- Source material:
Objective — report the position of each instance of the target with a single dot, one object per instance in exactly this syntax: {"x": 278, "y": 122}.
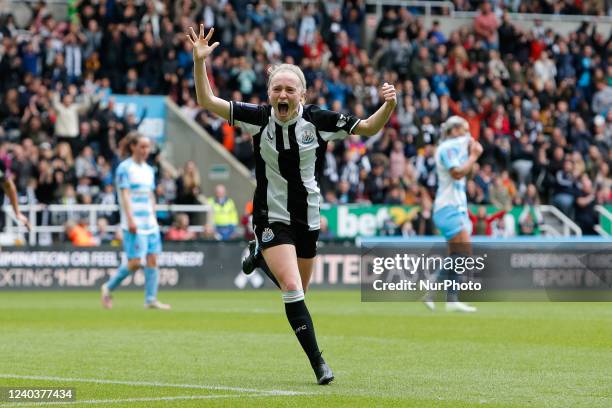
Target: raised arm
{"x": 11, "y": 191}
{"x": 201, "y": 50}
{"x": 375, "y": 123}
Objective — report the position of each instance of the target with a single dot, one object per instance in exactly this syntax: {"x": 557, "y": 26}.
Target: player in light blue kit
{"x": 141, "y": 237}
{"x": 455, "y": 157}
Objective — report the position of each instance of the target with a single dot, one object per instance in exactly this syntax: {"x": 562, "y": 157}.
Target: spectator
{"x": 103, "y": 236}
{"x": 179, "y": 231}
{"x": 188, "y": 185}
{"x": 586, "y": 216}
{"x": 529, "y": 221}
{"x": 486, "y": 25}
{"x": 225, "y": 214}
{"x": 565, "y": 189}
{"x": 78, "y": 234}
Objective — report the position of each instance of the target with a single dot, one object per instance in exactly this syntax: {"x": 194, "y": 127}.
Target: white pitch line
{"x": 152, "y": 384}
{"x": 143, "y": 399}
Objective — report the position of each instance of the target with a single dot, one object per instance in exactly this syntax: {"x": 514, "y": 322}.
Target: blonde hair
{"x": 275, "y": 69}
{"x": 450, "y": 124}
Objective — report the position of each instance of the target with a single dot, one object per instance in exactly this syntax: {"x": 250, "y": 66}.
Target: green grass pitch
{"x": 236, "y": 349}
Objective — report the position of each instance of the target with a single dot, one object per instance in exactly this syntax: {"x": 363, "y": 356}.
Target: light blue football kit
{"x": 450, "y": 206}
{"x": 139, "y": 179}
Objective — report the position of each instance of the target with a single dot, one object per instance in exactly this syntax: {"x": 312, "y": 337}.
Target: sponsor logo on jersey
{"x": 267, "y": 235}
{"x": 308, "y": 137}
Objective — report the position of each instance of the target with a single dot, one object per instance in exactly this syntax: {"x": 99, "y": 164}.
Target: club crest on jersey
{"x": 308, "y": 137}
{"x": 267, "y": 235}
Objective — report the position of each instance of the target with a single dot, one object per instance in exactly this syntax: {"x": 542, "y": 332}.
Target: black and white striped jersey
{"x": 289, "y": 157}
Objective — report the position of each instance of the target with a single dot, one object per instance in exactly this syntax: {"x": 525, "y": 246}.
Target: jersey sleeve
{"x": 332, "y": 125}
{"x": 3, "y": 174}
{"x": 450, "y": 157}
{"x": 123, "y": 180}
{"x": 247, "y": 116}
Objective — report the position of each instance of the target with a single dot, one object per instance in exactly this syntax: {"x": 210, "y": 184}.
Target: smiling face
{"x": 141, "y": 149}
{"x": 285, "y": 94}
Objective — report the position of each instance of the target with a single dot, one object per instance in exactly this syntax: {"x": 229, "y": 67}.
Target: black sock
{"x": 301, "y": 323}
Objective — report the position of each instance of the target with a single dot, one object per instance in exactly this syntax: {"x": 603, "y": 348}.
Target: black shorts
{"x": 277, "y": 233}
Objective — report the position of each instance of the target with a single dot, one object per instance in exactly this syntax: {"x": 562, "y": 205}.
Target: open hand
{"x": 24, "y": 220}
{"x": 201, "y": 49}
{"x": 389, "y": 95}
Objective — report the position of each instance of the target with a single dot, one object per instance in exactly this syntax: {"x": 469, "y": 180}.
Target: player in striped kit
{"x": 141, "y": 237}
{"x": 290, "y": 140}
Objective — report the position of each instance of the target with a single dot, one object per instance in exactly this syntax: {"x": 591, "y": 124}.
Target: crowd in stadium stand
{"x": 588, "y": 7}
{"x": 539, "y": 102}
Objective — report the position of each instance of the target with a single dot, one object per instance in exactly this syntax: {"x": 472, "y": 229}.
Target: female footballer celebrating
{"x": 455, "y": 157}
{"x": 289, "y": 141}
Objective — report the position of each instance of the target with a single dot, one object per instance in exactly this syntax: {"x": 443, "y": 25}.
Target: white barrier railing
{"x": 603, "y": 211}
{"x": 57, "y": 214}
{"x": 569, "y": 227}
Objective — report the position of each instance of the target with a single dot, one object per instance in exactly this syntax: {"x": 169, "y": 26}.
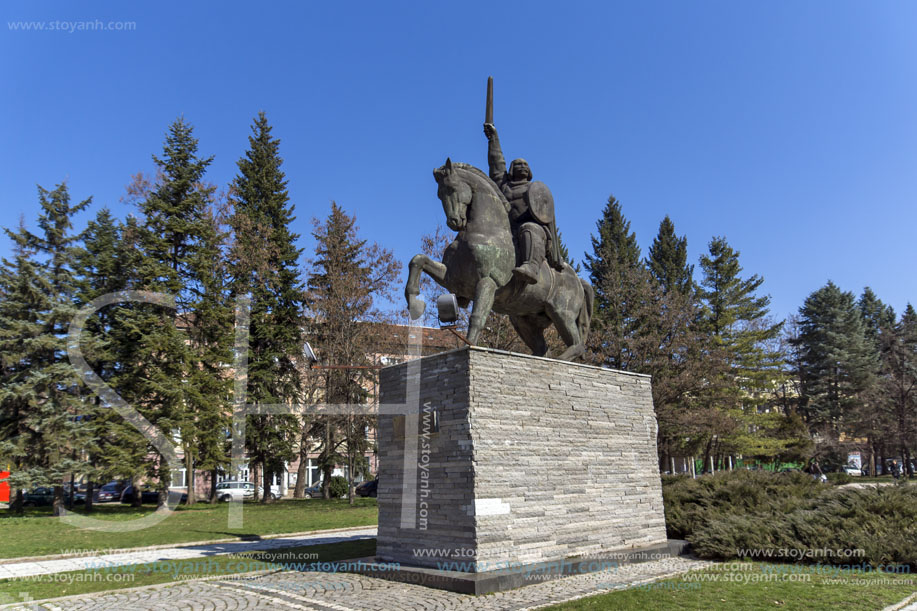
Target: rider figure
{"x": 533, "y": 235}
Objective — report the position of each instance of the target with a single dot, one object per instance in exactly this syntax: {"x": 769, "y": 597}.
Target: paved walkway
{"x": 311, "y": 591}
{"x": 47, "y": 567}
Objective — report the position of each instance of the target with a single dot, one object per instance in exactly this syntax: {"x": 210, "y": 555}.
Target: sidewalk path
{"x": 310, "y": 591}
{"x": 46, "y": 567}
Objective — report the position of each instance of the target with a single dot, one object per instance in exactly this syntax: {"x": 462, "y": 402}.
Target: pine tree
{"x": 738, "y": 321}
{"x": 265, "y": 267}
{"x": 157, "y": 347}
{"x": 21, "y": 330}
{"x": 40, "y": 387}
{"x": 897, "y": 385}
{"x": 119, "y": 449}
{"x": 668, "y": 259}
{"x": 348, "y": 275}
{"x": 837, "y": 361}
{"x": 615, "y": 270}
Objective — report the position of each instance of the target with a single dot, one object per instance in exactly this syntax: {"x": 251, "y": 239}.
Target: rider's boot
{"x": 533, "y": 251}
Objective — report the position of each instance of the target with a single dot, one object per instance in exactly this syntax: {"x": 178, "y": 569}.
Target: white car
{"x": 232, "y": 489}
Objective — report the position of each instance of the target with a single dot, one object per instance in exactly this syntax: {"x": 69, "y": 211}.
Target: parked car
{"x": 109, "y": 492}
{"x": 232, "y": 489}
{"x": 38, "y": 497}
{"x": 369, "y": 488}
{"x": 147, "y": 494}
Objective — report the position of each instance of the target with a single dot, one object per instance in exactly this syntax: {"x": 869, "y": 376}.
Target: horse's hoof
{"x": 416, "y": 308}
{"x": 526, "y": 274}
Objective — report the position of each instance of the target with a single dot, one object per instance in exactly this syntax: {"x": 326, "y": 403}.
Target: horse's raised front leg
{"x": 483, "y": 302}
{"x": 434, "y": 269}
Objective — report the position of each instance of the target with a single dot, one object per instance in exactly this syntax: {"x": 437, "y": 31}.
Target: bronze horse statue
{"x": 477, "y": 266}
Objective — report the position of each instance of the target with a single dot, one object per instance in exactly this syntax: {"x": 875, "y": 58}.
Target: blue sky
{"x": 790, "y": 127}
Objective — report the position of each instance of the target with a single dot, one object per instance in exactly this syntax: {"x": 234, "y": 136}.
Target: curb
{"x": 127, "y": 550}
{"x": 155, "y": 586}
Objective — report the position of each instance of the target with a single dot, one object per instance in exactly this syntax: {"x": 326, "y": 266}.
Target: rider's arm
{"x": 495, "y": 161}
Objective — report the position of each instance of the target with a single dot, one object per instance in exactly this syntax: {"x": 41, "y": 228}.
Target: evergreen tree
{"x": 615, "y": 270}
{"x": 668, "y": 259}
{"x": 119, "y": 449}
{"x": 348, "y": 275}
{"x": 21, "y": 330}
{"x": 159, "y": 353}
{"x": 898, "y": 384}
{"x": 265, "y": 267}
{"x": 47, "y": 431}
{"x": 738, "y": 321}
{"x": 873, "y": 420}
{"x": 837, "y": 361}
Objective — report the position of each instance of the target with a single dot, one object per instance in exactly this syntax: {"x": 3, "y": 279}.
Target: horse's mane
{"x": 485, "y": 179}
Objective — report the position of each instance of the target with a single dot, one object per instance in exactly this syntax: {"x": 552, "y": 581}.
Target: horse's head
{"x": 455, "y": 194}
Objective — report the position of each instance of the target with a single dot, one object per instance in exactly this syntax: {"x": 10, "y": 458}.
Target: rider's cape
{"x": 541, "y": 205}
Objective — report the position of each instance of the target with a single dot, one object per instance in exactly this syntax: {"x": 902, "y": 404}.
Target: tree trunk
{"x": 707, "y": 455}
{"x": 57, "y": 505}
{"x": 90, "y": 490}
{"x": 872, "y": 457}
{"x": 300, "y": 490}
{"x": 267, "y": 476}
{"x": 71, "y": 493}
{"x": 189, "y": 475}
{"x": 165, "y": 481}
{"x": 256, "y": 478}
{"x": 350, "y": 487}
{"x": 214, "y": 473}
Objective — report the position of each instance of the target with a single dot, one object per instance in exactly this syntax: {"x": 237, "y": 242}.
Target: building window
{"x": 179, "y": 479}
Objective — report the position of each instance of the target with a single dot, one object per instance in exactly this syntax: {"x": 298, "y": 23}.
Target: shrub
{"x": 338, "y": 487}
{"x": 840, "y": 478}
{"x": 791, "y": 517}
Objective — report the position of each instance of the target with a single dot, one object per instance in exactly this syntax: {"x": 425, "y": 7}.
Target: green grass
{"x": 115, "y": 578}
{"x": 819, "y": 591}
{"x": 37, "y": 533}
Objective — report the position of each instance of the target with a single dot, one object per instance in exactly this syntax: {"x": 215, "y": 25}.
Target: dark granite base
{"x": 515, "y": 577}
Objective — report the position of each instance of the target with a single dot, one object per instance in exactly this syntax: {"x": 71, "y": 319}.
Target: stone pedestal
{"x": 520, "y": 460}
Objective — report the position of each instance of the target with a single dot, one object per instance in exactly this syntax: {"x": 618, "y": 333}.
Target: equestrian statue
{"x": 506, "y": 254}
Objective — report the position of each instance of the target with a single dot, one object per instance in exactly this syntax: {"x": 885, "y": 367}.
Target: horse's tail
{"x": 584, "y": 318}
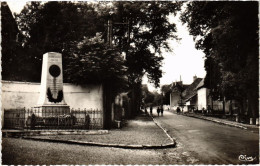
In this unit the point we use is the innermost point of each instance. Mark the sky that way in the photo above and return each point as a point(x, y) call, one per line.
point(183, 62)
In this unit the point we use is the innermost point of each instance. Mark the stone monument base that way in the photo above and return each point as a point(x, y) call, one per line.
point(52, 110)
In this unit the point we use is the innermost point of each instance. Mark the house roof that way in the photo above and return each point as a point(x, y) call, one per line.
point(201, 84)
point(178, 86)
point(191, 90)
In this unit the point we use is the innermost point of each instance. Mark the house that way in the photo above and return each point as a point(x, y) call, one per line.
point(190, 95)
point(203, 95)
point(175, 95)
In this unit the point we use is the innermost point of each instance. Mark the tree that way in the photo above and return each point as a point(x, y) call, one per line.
point(55, 26)
point(228, 34)
point(11, 46)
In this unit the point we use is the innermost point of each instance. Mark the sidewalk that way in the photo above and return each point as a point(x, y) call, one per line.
point(141, 132)
point(224, 121)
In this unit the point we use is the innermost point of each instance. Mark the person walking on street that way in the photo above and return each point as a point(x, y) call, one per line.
point(162, 110)
point(178, 110)
point(158, 111)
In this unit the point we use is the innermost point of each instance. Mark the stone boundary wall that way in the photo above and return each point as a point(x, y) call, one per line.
point(26, 94)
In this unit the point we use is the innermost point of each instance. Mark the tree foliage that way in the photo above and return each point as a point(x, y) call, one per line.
point(60, 26)
point(166, 91)
point(228, 34)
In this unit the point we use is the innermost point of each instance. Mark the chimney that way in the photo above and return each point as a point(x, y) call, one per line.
point(194, 78)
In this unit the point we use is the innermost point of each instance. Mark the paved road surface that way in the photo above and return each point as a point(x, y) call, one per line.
point(199, 142)
point(209, 142)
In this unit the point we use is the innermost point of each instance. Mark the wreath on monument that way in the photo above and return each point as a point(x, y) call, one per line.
point(50, 96)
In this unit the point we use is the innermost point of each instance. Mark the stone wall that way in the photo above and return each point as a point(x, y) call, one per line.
point(26, 94)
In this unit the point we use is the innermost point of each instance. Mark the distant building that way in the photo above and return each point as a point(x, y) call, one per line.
point(203, 95)
point(176, 94)
point(190, 95)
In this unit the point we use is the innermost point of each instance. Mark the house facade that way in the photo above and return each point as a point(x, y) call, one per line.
point(176, 94)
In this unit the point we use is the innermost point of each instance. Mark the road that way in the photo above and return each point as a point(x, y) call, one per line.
point(209, 142)
point(198, 142)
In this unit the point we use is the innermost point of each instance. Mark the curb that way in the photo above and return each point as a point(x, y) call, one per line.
point(164, 130)
point(217, 121)
point(16, 133)
point(124, 146)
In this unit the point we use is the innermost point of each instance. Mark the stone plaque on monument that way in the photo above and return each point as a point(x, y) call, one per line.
point(51, 100)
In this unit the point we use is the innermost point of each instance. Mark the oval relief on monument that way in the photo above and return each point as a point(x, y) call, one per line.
point(54, 70)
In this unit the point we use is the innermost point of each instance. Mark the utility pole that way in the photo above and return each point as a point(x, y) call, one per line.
point(109, 32)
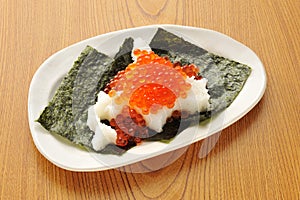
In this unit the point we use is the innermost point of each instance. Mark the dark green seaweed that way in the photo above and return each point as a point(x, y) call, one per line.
point(66, 113)
point(226, 77)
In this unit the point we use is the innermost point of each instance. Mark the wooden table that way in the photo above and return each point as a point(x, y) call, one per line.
point(255, 158)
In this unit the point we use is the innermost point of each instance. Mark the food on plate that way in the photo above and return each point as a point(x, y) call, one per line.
point(147, 92)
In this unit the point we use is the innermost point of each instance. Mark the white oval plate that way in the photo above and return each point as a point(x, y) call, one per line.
point(51, 72)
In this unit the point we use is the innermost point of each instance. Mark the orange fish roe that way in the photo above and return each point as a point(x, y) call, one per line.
point(150, 83)
point(130, 127)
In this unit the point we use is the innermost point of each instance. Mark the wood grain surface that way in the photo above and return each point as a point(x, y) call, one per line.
point(255, 158)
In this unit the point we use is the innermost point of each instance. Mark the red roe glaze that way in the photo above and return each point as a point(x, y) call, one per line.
point(148, 84)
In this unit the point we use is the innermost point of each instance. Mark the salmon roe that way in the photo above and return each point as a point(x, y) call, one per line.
point(148, 84)
point(151, 82)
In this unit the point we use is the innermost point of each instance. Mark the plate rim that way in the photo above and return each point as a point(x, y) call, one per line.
point(172, 26)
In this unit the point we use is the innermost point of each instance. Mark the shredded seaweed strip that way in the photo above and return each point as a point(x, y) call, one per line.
point(66, 113)
point(226, 77)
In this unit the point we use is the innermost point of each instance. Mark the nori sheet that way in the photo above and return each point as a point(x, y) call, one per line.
point(66, 113)
point(226, 77)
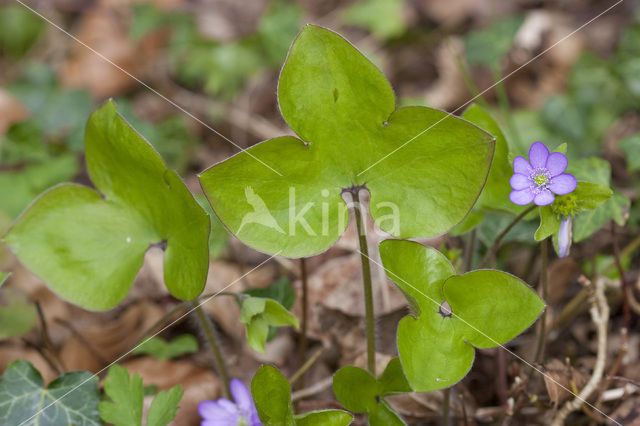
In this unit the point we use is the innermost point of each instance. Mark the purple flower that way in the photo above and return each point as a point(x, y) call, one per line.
point(226, 413)
point(539, 178)
point(564, 237)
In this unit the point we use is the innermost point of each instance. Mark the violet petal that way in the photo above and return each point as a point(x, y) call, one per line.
point(521, 166)
point(563, 184)
point(556, 163)
point(544, 198)
point(538, 154)
point(521, 197)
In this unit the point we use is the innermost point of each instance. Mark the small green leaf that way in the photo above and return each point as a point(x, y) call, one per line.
point(164, 407)
point(70, 399)
point(360, 392)
point(414, 161)
point(159, 348)
point(488, 46)
point(258, 314)
point(272, 395)
point(18, 316)
point(125, 394)
point(483, 308)
point(549, 223)
point(88, 245)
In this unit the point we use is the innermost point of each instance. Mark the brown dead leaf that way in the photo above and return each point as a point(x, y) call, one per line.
point(559, 376)
point(11, 111)
point(104, 30)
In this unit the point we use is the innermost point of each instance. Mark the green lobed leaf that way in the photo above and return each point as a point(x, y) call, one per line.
point(631, 148)
point(485, 308)
point(159, 348)
point(343, 108)
point(88, 246)
point(164, 407)
point(125, 399)
point(25, 401)
point(259, 314)
point(360, 392)
point(272, 396)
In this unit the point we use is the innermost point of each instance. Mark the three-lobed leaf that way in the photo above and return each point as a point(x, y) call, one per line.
point(415, 161)
point(272, 396)
point(360, 392)
point(260, 313)
point(483, 309)
point(88, 245)
point(70, 399)
point(126, 395)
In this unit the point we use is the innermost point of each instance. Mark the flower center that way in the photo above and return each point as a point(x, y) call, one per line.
point(541, 179)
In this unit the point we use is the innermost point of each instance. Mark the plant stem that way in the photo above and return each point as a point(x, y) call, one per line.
point(446, 397)
point(543, 283)
point(366, 281)
point(626, 309)
point(304, 367)
point(496, 243)
point(303, 322)
point(207, 327)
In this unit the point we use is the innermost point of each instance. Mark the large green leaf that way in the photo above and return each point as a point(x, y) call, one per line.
point(260, 313)
point(360, 392)
point(88, 245)
point(423, 167)
point(272, 395)
point(455, 313)
point(71, 399)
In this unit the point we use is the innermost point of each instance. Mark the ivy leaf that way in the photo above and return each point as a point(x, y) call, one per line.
point(484, 309)
point(631, 147)
point(358, 391)
point(18, 316)
point(272, 395)
point(25, 401)
point(344, 110)
point(88, 246)
point(495, 194)
point(159, 348)
point(126, 396)
point(259, 313)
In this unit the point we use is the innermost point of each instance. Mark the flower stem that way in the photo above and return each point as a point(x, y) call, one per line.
point(303, 322)
point(366, 281)
point(207, 327)
point(496, 243)
point(543, 283)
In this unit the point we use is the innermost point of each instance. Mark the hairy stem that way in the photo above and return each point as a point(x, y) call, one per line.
point(496, 243)
point(543, 283)
point(207, 327)
point(303, 322)
point(366, 281)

- Requirement: All lines from the line containing "Mark the ivy" through the end of the listing above are to be duplicated exactly; include both ends and nothing further.

- Completed exercise:
In this unit the point we use is the innermost point of each instance. Mark the ivy leaf that way in the photo above and return each point as a point(x, y) call, one per line.
point(484, 309)
point(631, 147)
point(358, 391)
point(18, 316)
point(272, 395)
point(25, 401)
point(344, 110)
point(88, 246)
point(495, 194)
point(159, 348)
point(126, 396)
point(259, 313)
In this unit the point we use is the innermost point of each instance. Mark the flower stem that way in the photo above and return each point as a point(x, y) call, one per line.
point(303, 322)
point(366, 281)
point(207, 327)
point(496, 243)
point(543, 283)
In this unit the point we use is the innermost point of each instance. Mark the hairy stem that way in the photo above and return each point as a point(x, y) call, one per line.
point(496, 243)
point(543, 283)
point(207, 327)
point(303, 322)
point(366, 281)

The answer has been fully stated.